:: DIRECTION ::
Beginning at the line that contains "Where can the child's", reproduce every line to the end of the material without changing any of them.

----

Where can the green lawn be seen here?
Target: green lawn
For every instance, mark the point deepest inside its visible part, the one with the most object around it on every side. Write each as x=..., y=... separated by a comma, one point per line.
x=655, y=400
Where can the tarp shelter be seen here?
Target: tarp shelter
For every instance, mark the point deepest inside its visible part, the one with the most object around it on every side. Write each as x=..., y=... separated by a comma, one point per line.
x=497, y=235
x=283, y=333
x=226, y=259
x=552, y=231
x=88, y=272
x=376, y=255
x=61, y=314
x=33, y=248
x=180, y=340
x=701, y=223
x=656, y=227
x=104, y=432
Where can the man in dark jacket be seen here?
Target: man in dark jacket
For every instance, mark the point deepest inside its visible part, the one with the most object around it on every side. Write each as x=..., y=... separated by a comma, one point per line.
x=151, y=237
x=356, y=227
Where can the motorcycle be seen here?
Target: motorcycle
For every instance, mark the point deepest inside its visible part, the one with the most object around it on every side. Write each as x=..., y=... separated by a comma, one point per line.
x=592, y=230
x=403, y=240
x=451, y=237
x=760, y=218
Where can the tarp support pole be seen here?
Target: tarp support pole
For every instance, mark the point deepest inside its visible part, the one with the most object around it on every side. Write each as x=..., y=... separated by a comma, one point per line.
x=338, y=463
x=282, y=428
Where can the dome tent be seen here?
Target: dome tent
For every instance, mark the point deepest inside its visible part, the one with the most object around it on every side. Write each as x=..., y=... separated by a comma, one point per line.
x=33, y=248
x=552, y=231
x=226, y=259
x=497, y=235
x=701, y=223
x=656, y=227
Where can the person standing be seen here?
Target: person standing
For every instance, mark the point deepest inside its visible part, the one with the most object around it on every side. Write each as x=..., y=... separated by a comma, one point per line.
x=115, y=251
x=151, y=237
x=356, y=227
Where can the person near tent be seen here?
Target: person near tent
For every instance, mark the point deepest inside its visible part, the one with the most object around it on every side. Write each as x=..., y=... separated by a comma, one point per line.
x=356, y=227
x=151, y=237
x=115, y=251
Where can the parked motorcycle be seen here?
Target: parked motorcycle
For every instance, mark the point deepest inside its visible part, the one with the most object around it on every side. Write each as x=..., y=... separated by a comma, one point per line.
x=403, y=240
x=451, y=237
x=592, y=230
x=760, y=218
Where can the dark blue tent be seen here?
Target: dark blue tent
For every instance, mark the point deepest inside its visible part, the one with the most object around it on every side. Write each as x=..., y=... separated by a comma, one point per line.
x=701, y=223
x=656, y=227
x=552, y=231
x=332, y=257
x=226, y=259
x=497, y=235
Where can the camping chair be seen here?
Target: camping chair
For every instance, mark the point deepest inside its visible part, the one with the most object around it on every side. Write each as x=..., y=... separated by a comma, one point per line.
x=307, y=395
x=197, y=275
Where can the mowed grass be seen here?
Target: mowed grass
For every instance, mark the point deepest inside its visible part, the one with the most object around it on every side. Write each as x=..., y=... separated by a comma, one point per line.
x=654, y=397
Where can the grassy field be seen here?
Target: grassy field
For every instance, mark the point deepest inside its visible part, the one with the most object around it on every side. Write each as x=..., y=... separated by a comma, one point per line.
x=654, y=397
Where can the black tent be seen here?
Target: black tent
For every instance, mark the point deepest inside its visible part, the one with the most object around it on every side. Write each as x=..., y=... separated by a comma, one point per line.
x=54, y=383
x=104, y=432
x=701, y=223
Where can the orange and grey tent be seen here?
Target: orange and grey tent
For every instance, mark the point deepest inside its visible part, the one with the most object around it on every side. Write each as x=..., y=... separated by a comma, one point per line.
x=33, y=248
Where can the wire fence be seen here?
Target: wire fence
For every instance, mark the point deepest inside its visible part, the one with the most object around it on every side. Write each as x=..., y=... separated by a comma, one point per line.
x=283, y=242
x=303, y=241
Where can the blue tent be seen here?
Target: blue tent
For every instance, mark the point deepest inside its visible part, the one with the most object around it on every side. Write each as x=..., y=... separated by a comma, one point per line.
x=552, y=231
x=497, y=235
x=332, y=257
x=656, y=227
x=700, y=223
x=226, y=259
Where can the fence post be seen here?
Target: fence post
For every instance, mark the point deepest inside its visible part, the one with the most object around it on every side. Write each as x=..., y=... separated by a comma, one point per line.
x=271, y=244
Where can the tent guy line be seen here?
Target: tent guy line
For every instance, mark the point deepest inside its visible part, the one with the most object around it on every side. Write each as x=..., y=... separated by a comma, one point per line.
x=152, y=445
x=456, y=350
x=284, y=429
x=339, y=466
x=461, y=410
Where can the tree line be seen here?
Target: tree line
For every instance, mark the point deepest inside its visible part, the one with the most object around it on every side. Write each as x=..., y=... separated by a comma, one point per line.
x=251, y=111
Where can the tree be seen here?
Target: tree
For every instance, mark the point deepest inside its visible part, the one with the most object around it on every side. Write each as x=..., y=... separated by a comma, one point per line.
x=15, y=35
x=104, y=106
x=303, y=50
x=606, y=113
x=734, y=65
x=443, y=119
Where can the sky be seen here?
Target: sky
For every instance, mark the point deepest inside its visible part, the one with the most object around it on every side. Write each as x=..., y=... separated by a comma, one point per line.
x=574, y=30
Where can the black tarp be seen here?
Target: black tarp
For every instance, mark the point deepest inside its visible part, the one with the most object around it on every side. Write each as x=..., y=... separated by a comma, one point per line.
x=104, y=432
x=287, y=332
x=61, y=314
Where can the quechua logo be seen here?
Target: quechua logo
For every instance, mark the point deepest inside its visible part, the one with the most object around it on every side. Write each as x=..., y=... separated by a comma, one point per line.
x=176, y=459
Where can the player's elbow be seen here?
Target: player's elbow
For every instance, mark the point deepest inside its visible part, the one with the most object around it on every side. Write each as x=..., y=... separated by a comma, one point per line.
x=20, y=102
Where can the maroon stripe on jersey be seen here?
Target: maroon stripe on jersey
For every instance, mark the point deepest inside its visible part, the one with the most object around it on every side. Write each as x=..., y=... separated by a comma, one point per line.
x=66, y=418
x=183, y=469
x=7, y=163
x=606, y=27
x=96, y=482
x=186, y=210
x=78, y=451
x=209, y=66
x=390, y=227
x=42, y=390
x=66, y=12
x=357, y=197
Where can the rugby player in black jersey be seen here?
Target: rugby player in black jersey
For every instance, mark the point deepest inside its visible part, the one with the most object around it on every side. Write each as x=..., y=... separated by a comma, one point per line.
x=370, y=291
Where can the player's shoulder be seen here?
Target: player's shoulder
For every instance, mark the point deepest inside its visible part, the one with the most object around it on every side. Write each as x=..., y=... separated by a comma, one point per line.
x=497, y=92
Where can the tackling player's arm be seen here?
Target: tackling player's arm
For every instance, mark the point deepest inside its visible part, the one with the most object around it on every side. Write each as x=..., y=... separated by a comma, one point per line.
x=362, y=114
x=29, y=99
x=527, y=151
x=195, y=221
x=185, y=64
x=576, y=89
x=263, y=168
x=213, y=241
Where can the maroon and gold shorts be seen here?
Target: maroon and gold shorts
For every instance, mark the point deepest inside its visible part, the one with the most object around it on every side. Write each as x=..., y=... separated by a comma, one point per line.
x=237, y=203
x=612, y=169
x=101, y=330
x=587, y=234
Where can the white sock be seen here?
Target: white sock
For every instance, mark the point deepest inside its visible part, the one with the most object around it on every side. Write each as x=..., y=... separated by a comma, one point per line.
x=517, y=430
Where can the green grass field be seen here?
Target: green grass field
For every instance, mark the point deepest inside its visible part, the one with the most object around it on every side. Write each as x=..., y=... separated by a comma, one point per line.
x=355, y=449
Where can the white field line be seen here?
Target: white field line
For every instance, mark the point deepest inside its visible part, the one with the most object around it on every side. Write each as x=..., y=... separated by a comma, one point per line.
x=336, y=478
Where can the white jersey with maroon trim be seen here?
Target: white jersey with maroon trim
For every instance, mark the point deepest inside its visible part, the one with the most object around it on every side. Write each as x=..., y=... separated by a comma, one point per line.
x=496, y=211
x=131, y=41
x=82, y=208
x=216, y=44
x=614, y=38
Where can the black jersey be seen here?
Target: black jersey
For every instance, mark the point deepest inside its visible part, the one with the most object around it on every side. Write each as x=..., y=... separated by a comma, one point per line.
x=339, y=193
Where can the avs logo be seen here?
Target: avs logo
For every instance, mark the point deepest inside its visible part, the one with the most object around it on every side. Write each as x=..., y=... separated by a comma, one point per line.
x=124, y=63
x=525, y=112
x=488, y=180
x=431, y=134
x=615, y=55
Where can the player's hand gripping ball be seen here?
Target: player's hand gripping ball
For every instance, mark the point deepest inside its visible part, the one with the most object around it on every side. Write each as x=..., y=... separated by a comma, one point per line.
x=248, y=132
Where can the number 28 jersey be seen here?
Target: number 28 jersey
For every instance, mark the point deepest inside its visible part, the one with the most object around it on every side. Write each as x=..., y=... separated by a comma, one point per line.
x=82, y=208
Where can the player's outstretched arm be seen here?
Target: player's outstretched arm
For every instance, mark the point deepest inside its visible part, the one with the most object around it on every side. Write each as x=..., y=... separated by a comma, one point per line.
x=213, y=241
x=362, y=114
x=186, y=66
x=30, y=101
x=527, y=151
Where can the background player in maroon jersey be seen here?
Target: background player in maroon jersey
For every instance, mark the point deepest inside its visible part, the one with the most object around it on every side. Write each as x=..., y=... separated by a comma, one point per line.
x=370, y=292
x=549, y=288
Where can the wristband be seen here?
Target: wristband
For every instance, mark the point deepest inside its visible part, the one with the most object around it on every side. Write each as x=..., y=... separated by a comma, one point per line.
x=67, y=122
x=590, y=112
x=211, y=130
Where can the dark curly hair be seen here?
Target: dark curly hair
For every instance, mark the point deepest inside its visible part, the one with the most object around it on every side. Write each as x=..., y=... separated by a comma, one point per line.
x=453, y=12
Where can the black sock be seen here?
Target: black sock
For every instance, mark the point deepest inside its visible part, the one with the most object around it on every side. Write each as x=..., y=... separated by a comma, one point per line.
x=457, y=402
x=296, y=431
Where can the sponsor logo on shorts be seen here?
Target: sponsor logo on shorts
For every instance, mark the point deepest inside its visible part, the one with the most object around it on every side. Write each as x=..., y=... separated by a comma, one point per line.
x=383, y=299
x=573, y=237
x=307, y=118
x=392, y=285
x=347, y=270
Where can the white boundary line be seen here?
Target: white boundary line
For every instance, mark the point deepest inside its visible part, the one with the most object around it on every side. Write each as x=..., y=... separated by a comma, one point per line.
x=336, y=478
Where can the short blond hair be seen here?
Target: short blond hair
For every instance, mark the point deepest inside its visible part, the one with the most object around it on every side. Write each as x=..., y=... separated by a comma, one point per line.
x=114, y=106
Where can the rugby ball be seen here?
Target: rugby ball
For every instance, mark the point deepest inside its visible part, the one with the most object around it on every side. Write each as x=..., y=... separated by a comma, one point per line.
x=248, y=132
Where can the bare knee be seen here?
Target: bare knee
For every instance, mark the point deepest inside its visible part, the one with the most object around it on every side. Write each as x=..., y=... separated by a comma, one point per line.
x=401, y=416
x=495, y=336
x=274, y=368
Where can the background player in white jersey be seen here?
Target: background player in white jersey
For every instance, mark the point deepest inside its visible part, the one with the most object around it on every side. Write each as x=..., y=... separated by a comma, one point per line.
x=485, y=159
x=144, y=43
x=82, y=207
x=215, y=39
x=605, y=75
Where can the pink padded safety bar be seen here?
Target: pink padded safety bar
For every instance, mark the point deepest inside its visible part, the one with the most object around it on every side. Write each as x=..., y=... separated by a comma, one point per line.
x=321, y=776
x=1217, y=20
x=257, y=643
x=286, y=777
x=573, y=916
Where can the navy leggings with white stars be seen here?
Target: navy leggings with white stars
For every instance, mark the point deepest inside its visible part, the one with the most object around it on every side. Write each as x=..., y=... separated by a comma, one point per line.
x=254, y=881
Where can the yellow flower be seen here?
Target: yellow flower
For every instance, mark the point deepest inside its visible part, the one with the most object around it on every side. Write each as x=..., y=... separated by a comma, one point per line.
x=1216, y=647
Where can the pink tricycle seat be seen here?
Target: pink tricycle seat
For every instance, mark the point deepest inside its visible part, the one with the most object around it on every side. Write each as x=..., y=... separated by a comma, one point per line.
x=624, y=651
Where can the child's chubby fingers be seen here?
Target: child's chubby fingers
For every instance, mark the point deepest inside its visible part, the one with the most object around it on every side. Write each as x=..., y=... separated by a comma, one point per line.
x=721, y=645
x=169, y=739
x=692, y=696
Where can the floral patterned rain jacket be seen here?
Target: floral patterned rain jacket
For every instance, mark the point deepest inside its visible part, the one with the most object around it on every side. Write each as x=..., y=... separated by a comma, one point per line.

----

:: TASK ANSWER ::
Where can the child's chubby fingers be seen here?
Target: child's chubby fingers
For every instance, mark the point deepest inside its visible part, the one with the most object around it on every side. Write each as x=..., y=... separated by a comma, one point per line.
x=721, y=645
x=169, y=739
x=692, y=696
Where can the floral patterned rain jacket be seen here?
Target: floral patterned rain jacket
For every instance, mark the point deepest inside its visible part, the one with the most object around it on every side. Write each as x=..., y=... separated by a comma, one point per line.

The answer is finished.